Your assignment: Each line in the records below that has the word "cliff" should be copied.

[Stored items]

=== Section Start ===

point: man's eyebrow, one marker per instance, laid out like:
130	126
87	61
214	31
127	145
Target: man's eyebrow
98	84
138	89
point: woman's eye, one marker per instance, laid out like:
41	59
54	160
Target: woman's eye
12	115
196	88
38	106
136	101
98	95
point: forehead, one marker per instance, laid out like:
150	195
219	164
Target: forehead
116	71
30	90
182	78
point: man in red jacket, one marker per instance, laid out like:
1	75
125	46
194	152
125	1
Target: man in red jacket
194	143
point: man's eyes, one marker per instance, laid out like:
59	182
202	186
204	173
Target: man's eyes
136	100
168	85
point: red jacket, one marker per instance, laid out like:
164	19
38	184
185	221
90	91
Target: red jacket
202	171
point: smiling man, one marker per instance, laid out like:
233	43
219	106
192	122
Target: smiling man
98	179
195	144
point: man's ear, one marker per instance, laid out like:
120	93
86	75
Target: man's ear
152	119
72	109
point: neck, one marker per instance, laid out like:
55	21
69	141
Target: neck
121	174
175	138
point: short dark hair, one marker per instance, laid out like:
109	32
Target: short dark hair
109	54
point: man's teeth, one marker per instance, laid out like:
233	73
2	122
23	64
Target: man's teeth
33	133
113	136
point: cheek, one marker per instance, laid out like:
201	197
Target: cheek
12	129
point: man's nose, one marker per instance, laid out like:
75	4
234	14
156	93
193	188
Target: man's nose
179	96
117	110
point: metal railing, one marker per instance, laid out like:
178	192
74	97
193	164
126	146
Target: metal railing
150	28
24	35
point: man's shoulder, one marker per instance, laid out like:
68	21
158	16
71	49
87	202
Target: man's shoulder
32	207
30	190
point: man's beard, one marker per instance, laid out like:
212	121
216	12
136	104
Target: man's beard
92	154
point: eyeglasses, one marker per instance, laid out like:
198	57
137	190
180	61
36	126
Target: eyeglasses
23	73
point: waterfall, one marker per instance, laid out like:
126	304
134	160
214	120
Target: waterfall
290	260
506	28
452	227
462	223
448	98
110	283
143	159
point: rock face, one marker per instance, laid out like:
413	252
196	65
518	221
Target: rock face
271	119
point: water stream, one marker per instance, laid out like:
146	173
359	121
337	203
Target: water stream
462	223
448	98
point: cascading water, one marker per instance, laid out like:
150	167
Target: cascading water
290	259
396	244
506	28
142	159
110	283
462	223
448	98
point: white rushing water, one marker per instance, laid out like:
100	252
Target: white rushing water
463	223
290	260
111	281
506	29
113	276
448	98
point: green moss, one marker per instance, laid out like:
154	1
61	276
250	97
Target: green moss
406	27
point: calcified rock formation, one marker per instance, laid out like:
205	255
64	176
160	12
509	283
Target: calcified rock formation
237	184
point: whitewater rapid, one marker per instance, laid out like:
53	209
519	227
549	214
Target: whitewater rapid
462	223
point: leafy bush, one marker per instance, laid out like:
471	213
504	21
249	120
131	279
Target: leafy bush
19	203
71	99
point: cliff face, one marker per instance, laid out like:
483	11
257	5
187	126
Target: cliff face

=== Section End ===

Solution for this task:
point: cliff face, one marker per instance, laid out like:
Target: cliff face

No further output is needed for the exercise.